**** Data in this exercise

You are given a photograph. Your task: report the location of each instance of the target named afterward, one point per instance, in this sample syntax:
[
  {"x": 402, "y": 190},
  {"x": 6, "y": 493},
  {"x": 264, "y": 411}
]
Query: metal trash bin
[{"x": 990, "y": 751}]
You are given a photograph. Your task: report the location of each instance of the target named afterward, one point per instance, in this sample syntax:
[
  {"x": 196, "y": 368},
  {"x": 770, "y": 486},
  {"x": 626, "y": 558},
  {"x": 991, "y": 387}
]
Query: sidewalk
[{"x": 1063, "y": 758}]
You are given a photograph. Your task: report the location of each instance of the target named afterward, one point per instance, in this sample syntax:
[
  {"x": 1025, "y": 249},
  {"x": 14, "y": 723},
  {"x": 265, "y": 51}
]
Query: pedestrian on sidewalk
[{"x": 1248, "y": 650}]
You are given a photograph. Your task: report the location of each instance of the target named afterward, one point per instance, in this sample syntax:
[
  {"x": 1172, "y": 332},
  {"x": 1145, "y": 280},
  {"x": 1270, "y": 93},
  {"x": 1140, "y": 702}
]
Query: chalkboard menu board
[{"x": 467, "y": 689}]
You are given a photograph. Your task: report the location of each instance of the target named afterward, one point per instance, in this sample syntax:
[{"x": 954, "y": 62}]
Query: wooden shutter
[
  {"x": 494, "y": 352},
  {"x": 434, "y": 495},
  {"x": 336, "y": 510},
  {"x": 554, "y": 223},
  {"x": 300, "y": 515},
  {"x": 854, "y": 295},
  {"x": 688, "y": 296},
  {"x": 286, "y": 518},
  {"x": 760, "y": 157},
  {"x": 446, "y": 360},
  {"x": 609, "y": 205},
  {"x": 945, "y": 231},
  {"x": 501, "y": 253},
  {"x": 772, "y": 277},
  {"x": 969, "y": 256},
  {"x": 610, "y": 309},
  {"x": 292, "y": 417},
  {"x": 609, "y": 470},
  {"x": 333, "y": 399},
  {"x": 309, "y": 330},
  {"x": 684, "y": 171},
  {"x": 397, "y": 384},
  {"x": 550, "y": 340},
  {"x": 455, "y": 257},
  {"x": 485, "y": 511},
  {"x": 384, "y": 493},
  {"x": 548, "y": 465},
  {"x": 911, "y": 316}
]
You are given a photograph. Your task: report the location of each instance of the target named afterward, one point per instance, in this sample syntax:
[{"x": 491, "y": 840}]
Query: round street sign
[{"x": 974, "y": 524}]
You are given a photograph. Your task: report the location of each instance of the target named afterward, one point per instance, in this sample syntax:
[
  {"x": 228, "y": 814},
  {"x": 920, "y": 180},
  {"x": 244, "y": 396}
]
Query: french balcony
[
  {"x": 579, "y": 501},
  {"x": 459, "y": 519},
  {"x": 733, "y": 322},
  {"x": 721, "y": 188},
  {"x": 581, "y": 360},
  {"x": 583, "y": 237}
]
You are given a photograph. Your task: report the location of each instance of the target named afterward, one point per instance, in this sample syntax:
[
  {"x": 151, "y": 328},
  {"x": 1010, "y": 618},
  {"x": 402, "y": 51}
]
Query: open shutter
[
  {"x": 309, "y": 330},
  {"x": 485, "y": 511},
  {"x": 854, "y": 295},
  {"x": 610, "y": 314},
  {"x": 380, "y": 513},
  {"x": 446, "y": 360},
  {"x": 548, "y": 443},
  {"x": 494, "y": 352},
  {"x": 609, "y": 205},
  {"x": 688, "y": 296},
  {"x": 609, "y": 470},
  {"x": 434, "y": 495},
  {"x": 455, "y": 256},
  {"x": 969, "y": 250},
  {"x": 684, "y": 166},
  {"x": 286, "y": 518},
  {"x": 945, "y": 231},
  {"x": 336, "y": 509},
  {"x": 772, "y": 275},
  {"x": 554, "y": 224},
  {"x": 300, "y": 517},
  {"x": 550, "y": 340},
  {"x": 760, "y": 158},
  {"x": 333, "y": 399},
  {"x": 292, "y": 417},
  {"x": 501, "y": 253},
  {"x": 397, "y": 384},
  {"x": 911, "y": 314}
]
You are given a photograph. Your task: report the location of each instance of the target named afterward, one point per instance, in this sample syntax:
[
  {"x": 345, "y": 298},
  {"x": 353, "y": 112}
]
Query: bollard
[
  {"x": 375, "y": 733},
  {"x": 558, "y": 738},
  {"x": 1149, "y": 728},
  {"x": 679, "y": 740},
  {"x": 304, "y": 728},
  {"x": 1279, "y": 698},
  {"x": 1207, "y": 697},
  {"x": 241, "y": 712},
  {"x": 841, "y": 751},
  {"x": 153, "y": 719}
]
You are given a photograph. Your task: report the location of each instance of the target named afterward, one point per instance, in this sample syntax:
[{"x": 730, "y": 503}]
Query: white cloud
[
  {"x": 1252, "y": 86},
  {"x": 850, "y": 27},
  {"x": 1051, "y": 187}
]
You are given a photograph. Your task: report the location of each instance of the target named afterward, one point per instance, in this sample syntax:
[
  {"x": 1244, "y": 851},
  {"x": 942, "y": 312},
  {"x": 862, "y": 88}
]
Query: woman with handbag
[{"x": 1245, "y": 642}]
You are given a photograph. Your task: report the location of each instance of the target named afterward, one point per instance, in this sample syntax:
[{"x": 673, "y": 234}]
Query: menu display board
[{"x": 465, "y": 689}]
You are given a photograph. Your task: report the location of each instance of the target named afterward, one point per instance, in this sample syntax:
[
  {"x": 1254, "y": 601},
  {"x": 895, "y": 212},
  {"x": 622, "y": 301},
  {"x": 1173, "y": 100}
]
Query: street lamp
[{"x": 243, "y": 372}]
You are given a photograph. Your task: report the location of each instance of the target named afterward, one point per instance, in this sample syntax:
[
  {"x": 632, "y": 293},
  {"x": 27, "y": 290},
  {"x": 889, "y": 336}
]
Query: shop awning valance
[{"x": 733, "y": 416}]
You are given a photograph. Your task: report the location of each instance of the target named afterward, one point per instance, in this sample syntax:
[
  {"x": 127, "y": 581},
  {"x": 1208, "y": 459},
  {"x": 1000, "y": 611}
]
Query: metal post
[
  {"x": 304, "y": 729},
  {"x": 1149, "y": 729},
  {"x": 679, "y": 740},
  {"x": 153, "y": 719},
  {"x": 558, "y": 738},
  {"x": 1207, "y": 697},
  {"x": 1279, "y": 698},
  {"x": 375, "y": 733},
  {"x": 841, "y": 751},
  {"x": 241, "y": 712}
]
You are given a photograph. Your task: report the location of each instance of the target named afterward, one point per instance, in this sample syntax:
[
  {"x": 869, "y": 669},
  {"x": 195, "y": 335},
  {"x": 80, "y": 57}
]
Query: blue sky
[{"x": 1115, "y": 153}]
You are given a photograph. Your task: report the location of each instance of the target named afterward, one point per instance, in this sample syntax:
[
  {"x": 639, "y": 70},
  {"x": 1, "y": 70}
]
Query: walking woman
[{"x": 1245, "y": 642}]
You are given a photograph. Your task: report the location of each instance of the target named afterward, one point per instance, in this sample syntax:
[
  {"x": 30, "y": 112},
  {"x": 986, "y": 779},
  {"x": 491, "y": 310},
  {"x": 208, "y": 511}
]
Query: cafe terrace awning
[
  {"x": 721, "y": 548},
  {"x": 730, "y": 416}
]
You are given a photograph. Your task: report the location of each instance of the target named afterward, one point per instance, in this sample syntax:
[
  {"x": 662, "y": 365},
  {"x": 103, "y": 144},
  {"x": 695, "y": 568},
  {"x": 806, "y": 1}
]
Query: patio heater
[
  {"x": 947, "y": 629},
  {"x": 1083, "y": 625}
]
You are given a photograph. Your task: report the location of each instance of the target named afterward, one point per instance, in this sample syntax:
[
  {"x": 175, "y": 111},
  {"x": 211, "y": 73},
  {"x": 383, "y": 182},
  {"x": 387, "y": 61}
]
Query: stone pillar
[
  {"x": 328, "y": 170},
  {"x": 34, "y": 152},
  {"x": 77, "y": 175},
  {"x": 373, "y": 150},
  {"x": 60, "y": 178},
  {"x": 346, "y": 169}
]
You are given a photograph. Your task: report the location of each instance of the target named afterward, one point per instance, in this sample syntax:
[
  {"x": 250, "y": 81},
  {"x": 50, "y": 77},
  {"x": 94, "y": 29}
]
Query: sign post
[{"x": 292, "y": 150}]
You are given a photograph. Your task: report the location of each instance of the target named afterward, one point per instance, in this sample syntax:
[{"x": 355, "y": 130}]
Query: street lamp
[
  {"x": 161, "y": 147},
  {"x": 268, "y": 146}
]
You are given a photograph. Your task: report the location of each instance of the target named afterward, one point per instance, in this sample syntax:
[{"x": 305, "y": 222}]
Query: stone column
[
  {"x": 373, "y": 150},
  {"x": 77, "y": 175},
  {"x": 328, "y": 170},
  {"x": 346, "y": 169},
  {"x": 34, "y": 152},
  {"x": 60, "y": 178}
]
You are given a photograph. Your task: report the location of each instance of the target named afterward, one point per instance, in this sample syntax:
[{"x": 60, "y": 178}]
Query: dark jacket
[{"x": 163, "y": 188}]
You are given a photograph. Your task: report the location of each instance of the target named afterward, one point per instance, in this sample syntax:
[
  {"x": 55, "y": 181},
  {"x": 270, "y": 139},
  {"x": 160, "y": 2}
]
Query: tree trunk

********

- _Problem to solve_
Please count the lines in the records above that contain the string "metal" and reply with that number alone.

- _Output for this task_
2